RECORD EXCERPTS:

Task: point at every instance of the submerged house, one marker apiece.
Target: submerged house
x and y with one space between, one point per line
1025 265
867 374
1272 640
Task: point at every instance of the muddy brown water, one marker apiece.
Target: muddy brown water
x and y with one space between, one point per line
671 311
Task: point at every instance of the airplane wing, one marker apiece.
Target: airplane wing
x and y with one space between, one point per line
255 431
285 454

* * *

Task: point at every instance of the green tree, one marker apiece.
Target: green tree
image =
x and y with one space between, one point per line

--

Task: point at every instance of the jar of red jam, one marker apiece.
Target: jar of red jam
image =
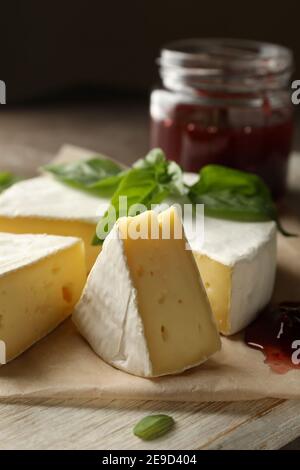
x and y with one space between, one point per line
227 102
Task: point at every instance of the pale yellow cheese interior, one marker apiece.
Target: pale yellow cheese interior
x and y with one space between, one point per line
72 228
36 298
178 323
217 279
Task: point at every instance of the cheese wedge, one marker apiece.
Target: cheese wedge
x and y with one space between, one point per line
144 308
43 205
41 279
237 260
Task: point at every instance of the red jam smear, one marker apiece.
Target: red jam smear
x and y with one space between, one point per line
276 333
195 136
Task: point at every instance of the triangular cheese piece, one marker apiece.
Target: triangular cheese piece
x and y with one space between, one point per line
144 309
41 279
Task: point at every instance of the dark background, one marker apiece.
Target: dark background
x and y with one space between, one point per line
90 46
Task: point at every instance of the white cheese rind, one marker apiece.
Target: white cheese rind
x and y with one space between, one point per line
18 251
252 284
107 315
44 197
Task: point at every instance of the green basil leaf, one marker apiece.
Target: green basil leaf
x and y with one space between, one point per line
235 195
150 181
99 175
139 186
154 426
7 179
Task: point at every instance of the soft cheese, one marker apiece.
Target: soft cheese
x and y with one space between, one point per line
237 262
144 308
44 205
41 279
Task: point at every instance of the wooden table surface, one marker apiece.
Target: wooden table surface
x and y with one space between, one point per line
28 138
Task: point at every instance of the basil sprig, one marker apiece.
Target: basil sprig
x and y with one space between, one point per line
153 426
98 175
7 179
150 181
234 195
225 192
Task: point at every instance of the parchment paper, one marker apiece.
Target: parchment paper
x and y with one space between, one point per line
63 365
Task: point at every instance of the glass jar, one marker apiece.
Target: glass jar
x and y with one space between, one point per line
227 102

INSTRUCTIONS TO FOLLOW: Gather every line of the data above that contains the word "smear", and copy each one out in full.

REPLY TO THE TASK:
Task: point at every instance of the red jam smear, one marker apiece.
Target: red jam smear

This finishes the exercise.